⟨
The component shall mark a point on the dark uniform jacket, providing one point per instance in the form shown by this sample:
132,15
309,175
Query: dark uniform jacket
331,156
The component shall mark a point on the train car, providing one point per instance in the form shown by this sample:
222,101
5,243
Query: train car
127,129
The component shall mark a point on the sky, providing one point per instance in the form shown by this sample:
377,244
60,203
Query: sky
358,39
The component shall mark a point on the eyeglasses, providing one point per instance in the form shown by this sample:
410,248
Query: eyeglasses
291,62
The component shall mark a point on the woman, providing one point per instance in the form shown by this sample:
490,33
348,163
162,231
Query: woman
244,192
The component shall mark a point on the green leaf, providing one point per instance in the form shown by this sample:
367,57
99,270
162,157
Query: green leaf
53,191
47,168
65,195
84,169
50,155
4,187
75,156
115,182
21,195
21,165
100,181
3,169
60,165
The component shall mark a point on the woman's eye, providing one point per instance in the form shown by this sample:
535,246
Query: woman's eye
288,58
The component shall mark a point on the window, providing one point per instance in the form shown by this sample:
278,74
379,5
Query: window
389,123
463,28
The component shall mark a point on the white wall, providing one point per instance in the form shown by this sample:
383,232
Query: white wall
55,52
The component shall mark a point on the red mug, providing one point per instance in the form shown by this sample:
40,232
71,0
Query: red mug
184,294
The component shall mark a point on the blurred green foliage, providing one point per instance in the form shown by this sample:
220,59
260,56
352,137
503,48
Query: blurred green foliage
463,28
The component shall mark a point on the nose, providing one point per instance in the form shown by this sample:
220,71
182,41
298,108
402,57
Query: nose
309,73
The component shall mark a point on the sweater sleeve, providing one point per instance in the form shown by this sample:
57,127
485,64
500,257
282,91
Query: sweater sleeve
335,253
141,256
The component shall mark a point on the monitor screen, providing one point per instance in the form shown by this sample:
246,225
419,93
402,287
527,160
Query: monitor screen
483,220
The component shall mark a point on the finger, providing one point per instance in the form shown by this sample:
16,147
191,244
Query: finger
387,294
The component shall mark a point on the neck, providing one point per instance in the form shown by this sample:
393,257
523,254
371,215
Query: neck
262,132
⟩
• **Exercise aim**
Reproduce every item above verbatim, line for line, with no change to any wording, number, or punctuation.

• **The response**
The component shall mark a point on the dark uniform jacket, providing one point per instance in the form shown by this sample:
132,15
309,175
Query: dark uniform jacket
331,156
The component shall mark a point on the train car, providing one point per instance in the form shown by this sample:
222,101
5,243
Query: train car
127,129
The component shall mark a point on the sky, providing one point per instance in the form shown by this sample:
377,244
60,203
Query: sky
358,39
The component shall mark a point on the eyeglasses, providing one point per instance in the form shown by this sample:
410,248
Query: eyeglasses
291,62
The component shall mark a point on the woman, providing one point per instance in the form shown by this sample:
490,33
348,163
162,231
Query: woman
244,192
The component shall mark a point on the green leaf, providing one point per instance in the form shown by this sample:
367,57
99,270
162,157
Query: green leaf
53,191
47,168
65,195
84,169
50,155
4,187
75,156
115,182
21,195
21,165
100,181
3,169
60,165
The component shall mark a point on the woman's eye, providing one point per instance in the form shown by this sample:
535,246
Query: woman's eye
288,58
The component shall mark a point on the window, providing one point per instance in the form shown by this sample:
278,74
379,5
Query: window
389,123
463,28
The component shall mark a point on the white wall, providing one point per instance in the form shown by this sample:
383,232
Query: white wall
55,52
The component shall mark a point on the red mug, providing one point per instance in the form shown by this sample:
40,232
71,0
Query: red mug
184,294
The component shall mark a point on the blurred green foliage, providing one point per instance in the form shown by this sample:
220,59
260,56
352,137
503,48
Query: blurred green foliage
463,28
The component shall mark a point on the nose, providing one point per instance in the form shown by this sample:
220,71
182,41
298,108
402,57
Query: nose
309,73
The component shall mark a point on the sweater sleeve, providing one point per instance in the form shown by this sample:
57,127
485,64
500,257
282,91
Query: sweater sleeve
335,253
141,256
The component shall mark a point on the monitor screen, providing one point per instance in the form shown by this sample:
246,225
419,93
402,287
527,160
Query: monitor screen
483,220
The component shall mark a point on the finger, providing one point per instance in the form shown by this sample:
16,147
191,244
Query: finger
387,294
The component shall mark a point on the neck, providing one point per instance in the form shown by this sample:
393,257
523,254
371,215
Query: neck
262,132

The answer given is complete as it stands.